Please give the lines of the rows below as a JSON list of strings, one string per line and no blank lines, beginning at the line that contains "target = biodegradable peat pot" and stopping after the line that contains "column 145, row 194".

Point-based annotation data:

· · · ·

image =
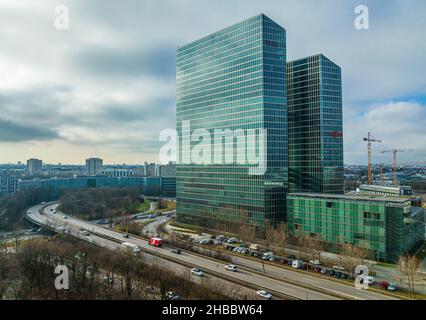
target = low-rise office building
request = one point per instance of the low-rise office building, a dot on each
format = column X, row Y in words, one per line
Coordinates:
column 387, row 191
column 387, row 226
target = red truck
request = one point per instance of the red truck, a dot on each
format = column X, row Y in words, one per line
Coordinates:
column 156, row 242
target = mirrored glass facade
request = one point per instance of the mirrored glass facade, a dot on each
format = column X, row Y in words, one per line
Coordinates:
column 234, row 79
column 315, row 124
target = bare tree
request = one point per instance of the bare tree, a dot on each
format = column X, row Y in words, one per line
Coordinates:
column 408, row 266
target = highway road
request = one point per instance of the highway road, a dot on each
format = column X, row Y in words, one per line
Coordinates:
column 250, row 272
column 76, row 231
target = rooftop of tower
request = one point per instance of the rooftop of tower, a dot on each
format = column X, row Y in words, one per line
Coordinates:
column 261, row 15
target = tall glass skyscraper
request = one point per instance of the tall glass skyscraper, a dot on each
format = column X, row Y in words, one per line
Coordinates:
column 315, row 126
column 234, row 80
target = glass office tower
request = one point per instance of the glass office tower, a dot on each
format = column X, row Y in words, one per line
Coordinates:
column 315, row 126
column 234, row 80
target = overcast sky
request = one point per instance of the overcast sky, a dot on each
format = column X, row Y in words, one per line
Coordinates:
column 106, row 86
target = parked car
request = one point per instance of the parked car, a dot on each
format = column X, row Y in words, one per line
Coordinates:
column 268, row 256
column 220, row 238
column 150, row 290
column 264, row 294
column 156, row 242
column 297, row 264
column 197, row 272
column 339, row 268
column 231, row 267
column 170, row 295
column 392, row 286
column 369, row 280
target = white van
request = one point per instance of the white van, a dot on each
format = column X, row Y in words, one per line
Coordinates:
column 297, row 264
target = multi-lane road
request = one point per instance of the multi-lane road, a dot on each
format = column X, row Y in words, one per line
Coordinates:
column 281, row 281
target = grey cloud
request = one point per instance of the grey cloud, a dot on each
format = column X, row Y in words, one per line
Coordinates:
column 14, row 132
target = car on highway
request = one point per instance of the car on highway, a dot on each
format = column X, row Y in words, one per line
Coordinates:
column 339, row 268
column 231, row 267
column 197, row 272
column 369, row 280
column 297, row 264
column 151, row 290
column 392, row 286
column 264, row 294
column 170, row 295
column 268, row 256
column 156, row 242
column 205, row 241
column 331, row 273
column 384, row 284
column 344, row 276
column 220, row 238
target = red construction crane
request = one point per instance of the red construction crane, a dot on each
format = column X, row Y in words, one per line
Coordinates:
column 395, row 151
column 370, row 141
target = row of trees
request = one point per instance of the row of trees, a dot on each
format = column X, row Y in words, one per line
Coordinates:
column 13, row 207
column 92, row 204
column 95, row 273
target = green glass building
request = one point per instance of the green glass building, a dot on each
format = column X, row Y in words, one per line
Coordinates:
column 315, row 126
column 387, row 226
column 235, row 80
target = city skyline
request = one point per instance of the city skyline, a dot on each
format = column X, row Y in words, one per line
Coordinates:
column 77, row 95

· · · ·

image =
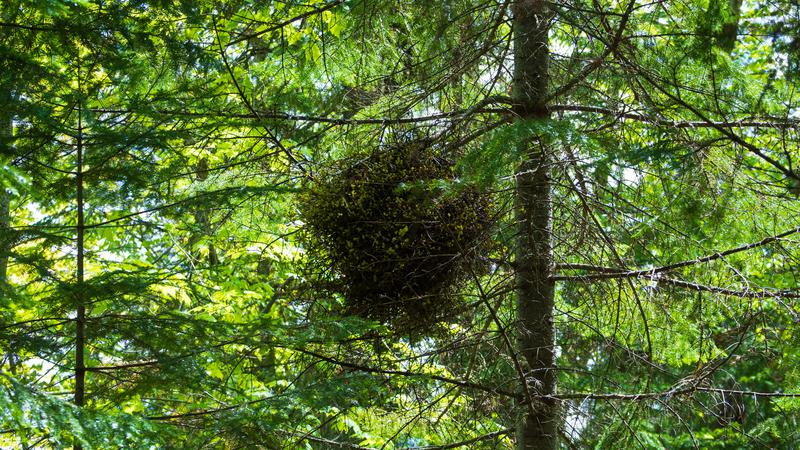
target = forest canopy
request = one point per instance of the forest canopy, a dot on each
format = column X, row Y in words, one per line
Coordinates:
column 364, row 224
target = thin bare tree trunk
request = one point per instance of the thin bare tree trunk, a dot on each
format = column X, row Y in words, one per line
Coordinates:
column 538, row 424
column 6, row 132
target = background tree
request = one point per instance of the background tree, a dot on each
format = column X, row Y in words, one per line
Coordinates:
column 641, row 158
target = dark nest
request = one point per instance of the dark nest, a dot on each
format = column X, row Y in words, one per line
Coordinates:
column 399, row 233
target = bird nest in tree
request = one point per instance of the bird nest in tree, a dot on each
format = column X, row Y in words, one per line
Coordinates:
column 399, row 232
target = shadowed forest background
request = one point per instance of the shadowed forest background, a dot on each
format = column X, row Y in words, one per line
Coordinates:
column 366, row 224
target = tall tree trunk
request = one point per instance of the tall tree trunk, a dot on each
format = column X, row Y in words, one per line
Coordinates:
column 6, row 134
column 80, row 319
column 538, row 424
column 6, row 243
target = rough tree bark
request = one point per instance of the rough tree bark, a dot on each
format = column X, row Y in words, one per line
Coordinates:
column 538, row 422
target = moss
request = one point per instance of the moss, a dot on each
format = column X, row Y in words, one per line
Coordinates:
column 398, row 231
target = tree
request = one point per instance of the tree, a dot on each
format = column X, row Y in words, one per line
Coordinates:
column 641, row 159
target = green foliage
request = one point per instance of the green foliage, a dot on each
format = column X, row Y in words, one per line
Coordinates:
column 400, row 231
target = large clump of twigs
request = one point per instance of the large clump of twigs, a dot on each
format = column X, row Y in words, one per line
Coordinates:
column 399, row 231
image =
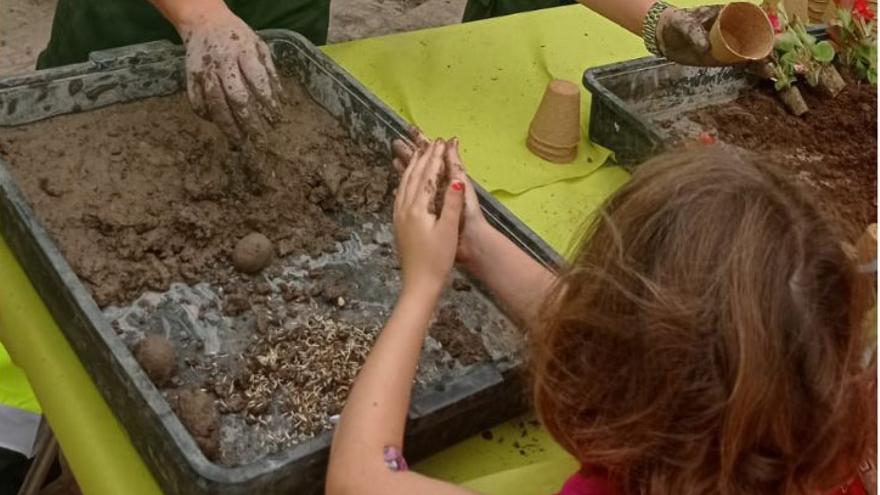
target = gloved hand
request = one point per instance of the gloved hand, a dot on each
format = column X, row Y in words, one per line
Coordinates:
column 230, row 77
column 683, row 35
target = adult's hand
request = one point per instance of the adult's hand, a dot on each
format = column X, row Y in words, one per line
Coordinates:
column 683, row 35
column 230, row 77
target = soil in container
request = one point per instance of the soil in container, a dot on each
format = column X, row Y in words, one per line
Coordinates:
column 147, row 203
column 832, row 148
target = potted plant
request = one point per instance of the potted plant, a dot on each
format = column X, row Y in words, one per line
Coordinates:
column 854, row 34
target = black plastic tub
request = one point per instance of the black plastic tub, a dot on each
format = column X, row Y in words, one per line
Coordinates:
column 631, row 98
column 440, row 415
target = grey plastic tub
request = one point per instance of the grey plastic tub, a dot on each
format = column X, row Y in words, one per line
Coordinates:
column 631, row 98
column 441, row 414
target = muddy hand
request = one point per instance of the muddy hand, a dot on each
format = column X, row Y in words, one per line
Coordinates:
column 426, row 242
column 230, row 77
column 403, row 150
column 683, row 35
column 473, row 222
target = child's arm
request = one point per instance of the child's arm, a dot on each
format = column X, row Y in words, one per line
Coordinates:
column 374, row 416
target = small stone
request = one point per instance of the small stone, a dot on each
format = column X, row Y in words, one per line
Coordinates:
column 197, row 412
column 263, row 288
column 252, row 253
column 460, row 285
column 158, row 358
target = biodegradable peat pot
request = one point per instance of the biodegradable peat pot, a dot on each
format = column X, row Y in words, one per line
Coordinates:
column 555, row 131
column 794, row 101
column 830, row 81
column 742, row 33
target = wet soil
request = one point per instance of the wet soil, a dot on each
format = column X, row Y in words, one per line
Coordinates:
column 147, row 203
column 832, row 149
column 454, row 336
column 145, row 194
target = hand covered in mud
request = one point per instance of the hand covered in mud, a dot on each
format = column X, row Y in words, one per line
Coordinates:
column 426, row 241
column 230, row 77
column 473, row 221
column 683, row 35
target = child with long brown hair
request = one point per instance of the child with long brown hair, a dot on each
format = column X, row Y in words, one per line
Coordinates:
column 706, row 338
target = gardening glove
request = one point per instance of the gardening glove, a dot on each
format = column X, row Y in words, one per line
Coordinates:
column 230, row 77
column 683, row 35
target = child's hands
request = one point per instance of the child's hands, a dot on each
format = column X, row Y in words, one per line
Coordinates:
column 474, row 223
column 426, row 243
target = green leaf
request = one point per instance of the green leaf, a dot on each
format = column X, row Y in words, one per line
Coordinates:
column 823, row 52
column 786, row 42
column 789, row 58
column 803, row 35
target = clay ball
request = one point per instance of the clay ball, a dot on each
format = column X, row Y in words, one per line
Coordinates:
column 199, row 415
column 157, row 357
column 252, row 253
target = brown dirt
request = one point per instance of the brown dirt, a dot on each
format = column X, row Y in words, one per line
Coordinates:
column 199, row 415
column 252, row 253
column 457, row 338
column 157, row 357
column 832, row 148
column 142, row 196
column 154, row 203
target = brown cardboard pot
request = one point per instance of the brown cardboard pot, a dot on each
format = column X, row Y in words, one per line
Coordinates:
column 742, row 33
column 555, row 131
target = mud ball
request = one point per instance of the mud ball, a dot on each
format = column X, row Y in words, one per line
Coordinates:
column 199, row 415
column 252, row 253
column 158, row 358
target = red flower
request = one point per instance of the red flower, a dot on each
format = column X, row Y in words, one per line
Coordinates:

· · · ·

_Response to the task:_
[
  "target = biodegradable peat pot",
  "request = one point per instance of the biodegradable peat pot, a dot on each",
  "format = column X, row Y in words, one per line",
  "Coordinates:",
  "column 555, row 131",
  "column 794, row 101",
  "column 830, row 81",
  "column 742, row 33",
  "target = wet soil",
  "request = one point per instance of the wet soil, a dot on each",
  "format = column X, row Y in words, one per line",
  "Coordinates:",
  "column 147, row 203",
  "column 832, row 149",
  "column 454, row 336",
  "column 145, row 194"
]